-- DIRECTIONS FOR THIS TASK --
Copy word for word the passage of the velocity forum thread from "An object is" up to and including "bear with me.".
-- start SOURCE DOCUMENT --
# Simple velocity question

1. Jul 7, 2011

### rjs123

1. The problem statement, all variables and given/known data

An object is traveling in a straight line with an initial velocity of 3 m/s and an acceleration a(t) = st, where s = 2 m/s ^3 and t is measured in seconds. Find a time T such that v(T) = 21 m/s.

I wanted to use v = vo + at ... to find t...but the function of a(t) is kind of confusing...also i just started physics a couple weeks ago...so bear with me.

2. Jul 7, 2011

### SammyS

Staff Emeritus
v = vo + at is true is acceleration is constant.

In general a(t), a as a function of t is given by, $\displaystyle a(t)=\frac{d}{dt} v(t)$, acceleration is the time derivative of the velocity.

Therefore, velocity is the anti-derivative of the acceleration.

$$v(t)=\int a(t)\,dt$$
You will need to evaluate the constant of integration by considering the initial conditions.

If you're more comfortable treating it as a definite integral, then $\displaystyle v(t)=\int_{t_0}^{t} a(t)\,dt \,.$

3. Jul 7, 2011

### rjs123

ok...where does the initial velocity get plugged into that equation though.

When you integrate dont you just get 1/2*at^2

I got caught up on the cubed part of the acceleration...because im used to seeing it squared...like 9.8 m/s ^2.

4. Jul 7, 2011

### tiny-tim

hi rjs123!

(try using the X2 icon just above the Reply box )
no

(if a is constant, and you integrate a twice, you get 1/2 at2)

you have dv/dt = st, so integrate to get v

5. Jul 7, 2011

### rjs123

i understand it goes

x(t) = position

x'(t) = velocity

x''(t) = acceleration

to get the velocity from the acceleration just integrate...i understand that...but setting up the problem is the thing i'm having difficulty with even though it is something simple...the thing that makes me troubled is that the acceleration isn't constant.

6. Jul 7, 2011

### Staff: Mentor

That's why you want to integrate the acceleration; because it is not constant but a function of time.

You have an expression for a(t), and you want to integrate a(t). So....

7. Jul 7, 2011

### Superstring

At time t=0, the velocity is 3 m/s. When you integrate the acceleration you get a new function of t plus a constant. What do you thing that the constant should be to satisfy the conditions?

If a didn't change with time (it was constant), then when you integrate you would get $\frac{1}{2}at^2$, but your acceleration DOES change with time so you will end up with something different.

The 's' part isn't the acceleration - 'st' together is the acceleration. When you multiply m/s3 by seconds, you get m/s2 which are the correct units for acceleration.

I think the 's' is what's throwing you off. Try forgetting about units for the time being - the acceleration function is really just a(t)=2t. That should look more familiar for integration.

8. Jul 7, 2011

### rjs123

ok so...if you integrate a(t) = 2t...just becomes $$v(t) = t^2$$...

v = vo + at

would this be the correct approach?
-- end SOURCE DOCUMENT --
-- start DATA LISTING --
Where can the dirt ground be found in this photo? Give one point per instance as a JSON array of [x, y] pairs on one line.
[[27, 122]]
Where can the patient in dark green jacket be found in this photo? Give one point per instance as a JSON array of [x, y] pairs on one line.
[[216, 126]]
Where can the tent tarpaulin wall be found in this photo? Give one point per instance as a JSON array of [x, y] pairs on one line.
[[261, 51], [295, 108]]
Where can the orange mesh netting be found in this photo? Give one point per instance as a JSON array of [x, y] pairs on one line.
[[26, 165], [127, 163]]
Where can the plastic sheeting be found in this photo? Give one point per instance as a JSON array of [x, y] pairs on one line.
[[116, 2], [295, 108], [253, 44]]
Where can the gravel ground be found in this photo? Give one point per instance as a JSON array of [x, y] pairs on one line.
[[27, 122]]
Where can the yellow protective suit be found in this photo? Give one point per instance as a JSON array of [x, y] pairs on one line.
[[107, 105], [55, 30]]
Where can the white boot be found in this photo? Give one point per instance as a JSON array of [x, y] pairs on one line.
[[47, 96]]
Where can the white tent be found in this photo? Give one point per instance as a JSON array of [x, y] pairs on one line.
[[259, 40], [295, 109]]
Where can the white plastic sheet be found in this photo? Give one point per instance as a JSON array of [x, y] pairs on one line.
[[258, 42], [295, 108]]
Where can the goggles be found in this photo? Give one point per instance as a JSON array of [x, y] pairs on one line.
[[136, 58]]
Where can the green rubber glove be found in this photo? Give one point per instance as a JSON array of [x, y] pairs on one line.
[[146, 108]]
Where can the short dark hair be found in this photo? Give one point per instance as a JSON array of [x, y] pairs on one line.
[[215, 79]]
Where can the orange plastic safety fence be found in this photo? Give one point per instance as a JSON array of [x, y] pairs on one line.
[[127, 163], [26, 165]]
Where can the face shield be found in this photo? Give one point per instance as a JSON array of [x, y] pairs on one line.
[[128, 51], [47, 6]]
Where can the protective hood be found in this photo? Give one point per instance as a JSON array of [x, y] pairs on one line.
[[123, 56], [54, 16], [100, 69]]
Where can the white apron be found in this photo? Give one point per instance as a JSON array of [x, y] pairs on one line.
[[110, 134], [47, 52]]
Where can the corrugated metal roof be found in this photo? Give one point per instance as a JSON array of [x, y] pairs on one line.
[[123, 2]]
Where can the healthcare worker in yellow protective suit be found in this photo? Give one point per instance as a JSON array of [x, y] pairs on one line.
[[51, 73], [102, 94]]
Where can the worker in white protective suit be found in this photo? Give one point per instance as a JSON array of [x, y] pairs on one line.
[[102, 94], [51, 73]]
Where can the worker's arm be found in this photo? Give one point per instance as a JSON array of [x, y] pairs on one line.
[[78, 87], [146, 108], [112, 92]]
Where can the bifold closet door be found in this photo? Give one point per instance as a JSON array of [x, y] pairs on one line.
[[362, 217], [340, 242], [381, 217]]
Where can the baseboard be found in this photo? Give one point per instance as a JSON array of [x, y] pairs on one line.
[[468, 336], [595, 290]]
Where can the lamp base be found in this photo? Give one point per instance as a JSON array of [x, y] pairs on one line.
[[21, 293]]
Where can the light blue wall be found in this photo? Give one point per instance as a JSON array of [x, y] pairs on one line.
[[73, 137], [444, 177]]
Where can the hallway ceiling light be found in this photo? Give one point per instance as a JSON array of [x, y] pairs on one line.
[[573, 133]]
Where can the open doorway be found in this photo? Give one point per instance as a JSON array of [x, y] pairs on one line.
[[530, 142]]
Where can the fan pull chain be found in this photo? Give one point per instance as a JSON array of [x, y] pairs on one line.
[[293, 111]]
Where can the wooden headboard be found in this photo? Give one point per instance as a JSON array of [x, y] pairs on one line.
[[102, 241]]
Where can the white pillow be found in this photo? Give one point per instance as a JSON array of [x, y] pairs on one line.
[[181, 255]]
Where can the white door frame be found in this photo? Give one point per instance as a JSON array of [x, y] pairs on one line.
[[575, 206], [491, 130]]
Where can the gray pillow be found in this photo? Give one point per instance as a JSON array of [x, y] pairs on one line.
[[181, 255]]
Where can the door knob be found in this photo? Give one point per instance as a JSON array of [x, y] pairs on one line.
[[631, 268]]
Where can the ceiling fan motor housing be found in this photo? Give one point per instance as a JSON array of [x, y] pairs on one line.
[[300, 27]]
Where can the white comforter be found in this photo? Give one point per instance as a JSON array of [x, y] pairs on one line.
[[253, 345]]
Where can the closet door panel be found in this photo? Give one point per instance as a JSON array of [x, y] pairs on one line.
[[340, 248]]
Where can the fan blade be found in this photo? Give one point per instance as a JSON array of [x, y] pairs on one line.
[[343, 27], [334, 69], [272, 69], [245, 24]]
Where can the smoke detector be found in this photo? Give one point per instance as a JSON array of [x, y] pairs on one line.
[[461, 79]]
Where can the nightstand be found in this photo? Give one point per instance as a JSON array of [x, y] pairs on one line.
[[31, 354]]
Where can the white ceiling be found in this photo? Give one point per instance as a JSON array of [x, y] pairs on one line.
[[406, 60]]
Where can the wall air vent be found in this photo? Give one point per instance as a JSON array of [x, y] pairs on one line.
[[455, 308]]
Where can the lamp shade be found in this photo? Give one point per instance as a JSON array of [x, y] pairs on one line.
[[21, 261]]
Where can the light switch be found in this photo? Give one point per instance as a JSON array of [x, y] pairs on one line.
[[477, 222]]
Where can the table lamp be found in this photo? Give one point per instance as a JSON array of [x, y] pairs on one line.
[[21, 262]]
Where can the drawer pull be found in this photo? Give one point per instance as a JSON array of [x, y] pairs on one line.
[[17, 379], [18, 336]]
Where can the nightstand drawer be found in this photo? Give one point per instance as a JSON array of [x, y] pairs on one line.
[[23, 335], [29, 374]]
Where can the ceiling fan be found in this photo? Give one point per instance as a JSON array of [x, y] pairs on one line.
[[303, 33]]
-- end DATA LISTING --
-- THE OUTPUT --
An object is traveling in a straight line with an initial velocity of 3 m/s and an acceleration a(t) = st, where s = 2 m/s ^3 and t is measured in seconds. Find a time T such that v(T) = 21 m/s.

I wanted to use v = vo + at ... to find t...but the function of a(t) is kind of confusing...also i just started physics a couple weeks ago...so bear with me.